Readers for happily everafter
London:
A truth which has the downside of keeping many true artists poor in garrets and many false ones rich in mansions was universally acknowledged on March 1.
It is that most of us crave overwhelmingly a happy ending to a novel; and that Jane Austen’s Pride and Prejudice — in which Elizabeth and Mr Darcy ride off to Pemberley in the sunset and live happily ever after — is our runaway favourite of a perfect ending.
This truth was confirmed by a poll of public taste to mark the World Book Day. Nearly 27 per cent cited the ending of Pride and Prejudice. The second favourite, Harper Lee’s modern classic To Kill A Mockingbird, about liberal attitudes to race and handicap, drew 12 per cent. Close behind was Charlotte Bronte’s Jane Eyre — which actually does say towards its close, “Reader, I married him’’.
Conversely, we long for the President of the Immortals to stop mucking about with Thomas Hardy’s Tess of the D’Urbervilles and allow Angel Clare to rescue her from the scaffold. We want Cathy to marry Heathcliffe in Wuthering Heights. We wish Rhett Butler would give a damn in Gone With the Wind and return to Scarlett O’Hara. And we would so like Winston Smith in George Orwell’s 1984 to do a Lech Walesa or a Nelson Mandela, overthrow Big Brother and settle down with Julia.

[Stored data]
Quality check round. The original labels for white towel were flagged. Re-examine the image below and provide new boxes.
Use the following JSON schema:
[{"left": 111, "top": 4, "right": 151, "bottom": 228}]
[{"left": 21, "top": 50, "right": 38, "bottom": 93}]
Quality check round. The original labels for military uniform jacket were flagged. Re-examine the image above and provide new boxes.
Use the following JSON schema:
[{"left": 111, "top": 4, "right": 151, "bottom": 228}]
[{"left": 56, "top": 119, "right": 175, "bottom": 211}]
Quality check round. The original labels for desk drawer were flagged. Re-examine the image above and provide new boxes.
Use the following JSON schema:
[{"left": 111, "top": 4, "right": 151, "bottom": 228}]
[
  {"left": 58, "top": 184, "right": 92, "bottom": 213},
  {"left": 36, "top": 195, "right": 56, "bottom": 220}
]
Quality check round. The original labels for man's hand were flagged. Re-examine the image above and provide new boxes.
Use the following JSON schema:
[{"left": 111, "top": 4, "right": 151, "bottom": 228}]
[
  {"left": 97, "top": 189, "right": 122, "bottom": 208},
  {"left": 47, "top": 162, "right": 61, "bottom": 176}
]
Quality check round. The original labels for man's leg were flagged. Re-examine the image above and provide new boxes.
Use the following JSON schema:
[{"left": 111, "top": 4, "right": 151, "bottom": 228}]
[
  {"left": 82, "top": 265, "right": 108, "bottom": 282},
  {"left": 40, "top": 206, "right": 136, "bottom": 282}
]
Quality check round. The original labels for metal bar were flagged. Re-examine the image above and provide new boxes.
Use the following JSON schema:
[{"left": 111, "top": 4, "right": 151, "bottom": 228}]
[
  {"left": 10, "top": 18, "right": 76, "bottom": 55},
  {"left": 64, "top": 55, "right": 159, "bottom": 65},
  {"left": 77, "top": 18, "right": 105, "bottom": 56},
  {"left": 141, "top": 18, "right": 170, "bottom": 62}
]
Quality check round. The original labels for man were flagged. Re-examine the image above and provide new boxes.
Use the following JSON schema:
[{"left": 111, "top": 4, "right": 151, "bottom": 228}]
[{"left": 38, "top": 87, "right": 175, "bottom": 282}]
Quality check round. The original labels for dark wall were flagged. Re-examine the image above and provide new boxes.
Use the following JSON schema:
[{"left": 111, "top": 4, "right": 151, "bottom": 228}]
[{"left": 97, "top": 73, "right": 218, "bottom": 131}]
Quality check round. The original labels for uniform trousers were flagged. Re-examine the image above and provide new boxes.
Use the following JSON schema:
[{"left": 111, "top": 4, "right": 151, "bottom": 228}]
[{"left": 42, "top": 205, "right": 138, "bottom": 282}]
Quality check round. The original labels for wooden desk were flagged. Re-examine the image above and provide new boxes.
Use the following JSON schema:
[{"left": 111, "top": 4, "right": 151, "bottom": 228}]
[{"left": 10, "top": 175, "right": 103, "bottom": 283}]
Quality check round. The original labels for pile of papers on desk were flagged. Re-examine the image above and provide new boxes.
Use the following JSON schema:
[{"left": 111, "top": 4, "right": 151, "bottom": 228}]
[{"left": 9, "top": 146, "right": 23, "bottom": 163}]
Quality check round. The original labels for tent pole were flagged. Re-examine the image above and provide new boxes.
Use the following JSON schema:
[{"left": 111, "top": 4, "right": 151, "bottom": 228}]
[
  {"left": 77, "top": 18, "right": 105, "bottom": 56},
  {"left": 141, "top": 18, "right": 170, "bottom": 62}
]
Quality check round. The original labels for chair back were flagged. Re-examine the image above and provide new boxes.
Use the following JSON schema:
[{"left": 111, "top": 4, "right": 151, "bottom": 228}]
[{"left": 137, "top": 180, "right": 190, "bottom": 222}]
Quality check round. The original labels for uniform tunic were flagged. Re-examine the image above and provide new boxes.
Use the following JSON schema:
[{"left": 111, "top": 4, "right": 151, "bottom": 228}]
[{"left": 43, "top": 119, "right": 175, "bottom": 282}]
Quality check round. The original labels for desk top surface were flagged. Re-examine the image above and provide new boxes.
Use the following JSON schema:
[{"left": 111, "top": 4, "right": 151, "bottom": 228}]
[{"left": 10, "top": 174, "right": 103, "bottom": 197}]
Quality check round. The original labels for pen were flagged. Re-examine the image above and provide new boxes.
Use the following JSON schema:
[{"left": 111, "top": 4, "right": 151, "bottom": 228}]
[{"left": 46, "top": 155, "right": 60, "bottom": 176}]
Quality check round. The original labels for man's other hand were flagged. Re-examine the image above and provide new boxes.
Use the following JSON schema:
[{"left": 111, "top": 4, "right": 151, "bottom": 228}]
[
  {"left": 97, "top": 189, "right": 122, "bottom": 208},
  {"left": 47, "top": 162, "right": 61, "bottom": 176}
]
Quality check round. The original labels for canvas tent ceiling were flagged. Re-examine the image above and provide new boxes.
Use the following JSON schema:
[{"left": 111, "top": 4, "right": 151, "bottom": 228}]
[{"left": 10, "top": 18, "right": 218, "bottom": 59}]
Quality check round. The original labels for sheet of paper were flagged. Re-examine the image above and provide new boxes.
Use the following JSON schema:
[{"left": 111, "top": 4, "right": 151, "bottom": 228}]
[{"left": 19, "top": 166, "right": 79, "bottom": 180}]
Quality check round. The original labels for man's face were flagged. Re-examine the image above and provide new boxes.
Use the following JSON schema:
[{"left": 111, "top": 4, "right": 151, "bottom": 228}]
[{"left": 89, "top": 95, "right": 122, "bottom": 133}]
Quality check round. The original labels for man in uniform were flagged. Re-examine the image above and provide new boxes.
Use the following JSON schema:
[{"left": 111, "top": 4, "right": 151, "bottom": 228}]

Work to complete
A: In the article on favorite novel endings, copy word for word the passage between "Readers for happily" and "I married him’’.", inclusive.
B: List every novel named in the paragraph of the article on favorite novel endings that begins "Conversely".
C: Extend the article on favorite novel endings past its final sentence.

Your written answers
A:
Readers for happily everafter
London:
A truth which has the downside of keeping many true artists poor in garrets and many false ones rich in mansions was universally acknowledged on March 1.
It is that most of us crave overwhelmingly a happy ending to a novel; and that Jane Austen’s Pride and Prejudice — in which Elizabeth and Mr Darcy ride off to Pemberley in the sunset and live happily ever after — is our runaway favourite of a perfect ending.
This truth was confirmed by a poll of public taste to mark the World Book Day. Nearly 27 per cent cited the ending of Pride and Prejudice. The second favourite, Harper Lee’s modern classic To Kill A Mockingbird, about liberal attitudes to race and handicap, drew 12 per cent. Close behind was Charlotte Bronte’s Jane Eyre — which actually does say towards its close, “Reader, I married him’’.

B:
Tess of the D'Urbervilles
Wuthering Heights
Gone With the Wind
1984

C:
These four novels came high among unhappy endings which readers would like to change. So did Boris Pasternak’s Dr Zhivago, Michael Ondaatje’s The English Patient and Tolstoy’s Anna Karenina.
Twelve per cent of readers even wanted to reverse an unhappy event in a story as recent as Harry Potter and the Half-Blood Prince. Thirty-seven per cent said happy endings gave them a sense of satisfaction. Most said reading a happy ending put them in a good mood for the day. The survey of 1,740 respondents was carried out on the World Book Day website.